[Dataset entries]

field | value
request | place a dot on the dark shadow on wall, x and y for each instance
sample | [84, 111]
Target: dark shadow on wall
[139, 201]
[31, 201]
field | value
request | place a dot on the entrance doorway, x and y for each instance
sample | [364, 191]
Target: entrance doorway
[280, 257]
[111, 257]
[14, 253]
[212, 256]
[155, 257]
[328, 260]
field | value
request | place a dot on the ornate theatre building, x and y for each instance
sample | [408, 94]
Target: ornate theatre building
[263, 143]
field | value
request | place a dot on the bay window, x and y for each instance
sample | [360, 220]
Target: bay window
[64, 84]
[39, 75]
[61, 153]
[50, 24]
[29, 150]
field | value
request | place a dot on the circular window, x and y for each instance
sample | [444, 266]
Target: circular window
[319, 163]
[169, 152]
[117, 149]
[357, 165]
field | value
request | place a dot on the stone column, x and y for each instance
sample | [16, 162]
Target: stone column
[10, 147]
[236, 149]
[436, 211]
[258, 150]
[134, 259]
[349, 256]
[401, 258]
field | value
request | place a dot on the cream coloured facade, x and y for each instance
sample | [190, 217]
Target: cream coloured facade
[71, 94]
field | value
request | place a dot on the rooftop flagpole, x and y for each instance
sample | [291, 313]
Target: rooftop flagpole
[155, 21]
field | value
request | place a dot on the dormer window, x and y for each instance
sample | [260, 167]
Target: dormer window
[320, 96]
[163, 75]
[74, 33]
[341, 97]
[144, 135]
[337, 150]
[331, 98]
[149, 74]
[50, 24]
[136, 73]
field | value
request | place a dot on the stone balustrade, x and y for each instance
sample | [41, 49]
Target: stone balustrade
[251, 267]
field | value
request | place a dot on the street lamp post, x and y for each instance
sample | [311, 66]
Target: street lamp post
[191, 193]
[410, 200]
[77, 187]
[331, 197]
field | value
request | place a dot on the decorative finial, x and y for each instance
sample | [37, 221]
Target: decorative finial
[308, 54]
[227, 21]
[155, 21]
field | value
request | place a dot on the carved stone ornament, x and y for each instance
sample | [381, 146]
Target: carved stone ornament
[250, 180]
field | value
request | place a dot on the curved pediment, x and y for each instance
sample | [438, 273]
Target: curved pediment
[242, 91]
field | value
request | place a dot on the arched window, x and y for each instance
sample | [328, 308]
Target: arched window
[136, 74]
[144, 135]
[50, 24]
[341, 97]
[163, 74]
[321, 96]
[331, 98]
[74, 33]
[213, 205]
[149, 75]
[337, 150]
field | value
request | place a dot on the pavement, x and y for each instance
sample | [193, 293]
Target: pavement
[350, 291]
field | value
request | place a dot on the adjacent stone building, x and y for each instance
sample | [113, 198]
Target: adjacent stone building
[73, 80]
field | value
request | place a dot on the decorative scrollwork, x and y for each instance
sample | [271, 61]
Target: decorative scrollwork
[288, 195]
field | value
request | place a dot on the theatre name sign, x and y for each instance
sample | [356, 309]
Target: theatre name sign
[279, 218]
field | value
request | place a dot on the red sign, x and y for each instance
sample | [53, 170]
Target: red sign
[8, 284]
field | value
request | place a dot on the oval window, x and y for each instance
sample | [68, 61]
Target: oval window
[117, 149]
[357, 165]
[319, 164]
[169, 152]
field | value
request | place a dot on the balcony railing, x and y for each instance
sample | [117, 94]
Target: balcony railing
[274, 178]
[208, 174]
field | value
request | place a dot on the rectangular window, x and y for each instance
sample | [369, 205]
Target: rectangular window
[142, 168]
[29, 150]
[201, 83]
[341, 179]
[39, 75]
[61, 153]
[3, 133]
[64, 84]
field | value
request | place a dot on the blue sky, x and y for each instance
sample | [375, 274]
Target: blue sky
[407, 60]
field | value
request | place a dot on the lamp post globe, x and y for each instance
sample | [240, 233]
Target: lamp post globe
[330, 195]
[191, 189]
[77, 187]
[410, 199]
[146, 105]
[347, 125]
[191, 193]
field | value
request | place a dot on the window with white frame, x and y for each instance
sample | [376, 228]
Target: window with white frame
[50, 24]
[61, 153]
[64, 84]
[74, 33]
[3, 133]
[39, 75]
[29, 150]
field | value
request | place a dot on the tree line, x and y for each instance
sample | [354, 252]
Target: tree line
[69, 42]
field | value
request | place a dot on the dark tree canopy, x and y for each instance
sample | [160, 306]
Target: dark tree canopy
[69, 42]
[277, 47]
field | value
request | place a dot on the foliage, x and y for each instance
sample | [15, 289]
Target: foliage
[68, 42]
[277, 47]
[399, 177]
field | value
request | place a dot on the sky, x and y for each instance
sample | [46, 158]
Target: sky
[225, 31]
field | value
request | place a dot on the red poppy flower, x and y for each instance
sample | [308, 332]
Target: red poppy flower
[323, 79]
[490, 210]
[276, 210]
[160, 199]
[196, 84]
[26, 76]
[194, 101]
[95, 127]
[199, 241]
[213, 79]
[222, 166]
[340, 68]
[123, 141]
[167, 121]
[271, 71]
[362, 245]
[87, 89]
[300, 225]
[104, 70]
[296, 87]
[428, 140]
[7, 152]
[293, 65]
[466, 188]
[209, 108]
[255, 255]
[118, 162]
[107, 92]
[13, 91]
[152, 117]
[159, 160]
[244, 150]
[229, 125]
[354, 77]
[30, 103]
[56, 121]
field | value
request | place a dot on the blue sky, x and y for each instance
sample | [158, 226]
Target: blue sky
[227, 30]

_Problem to work on:_
Look above for the line with "request | place a dot on the ornate" and the line with "sample | [16, 162]". Write out those two lines and all the lines between them, exactly, and no others.

_Finished task:_
request | place a dot on the ornate theatre building, x and y for each instance
sample | [408, 94]
Target: ornate theatre building
[263, 143]
field | value
request | place a dot on the bay window, x and y for each instance
sample | [360, 220]
Target: bay window
[64, 84]
[39, 75]
[61, 153]
[50, 24]
[29, 150]
field | value
request | place a dot on the circular window, x and y for each instance
sample | [444, 266]
Target: circular window
[319, 163]
[169, 152]
[117, 149]
[357, 165]
field | value
request | place a dot on the stone column, x and y for each instance
sample | [16, 162]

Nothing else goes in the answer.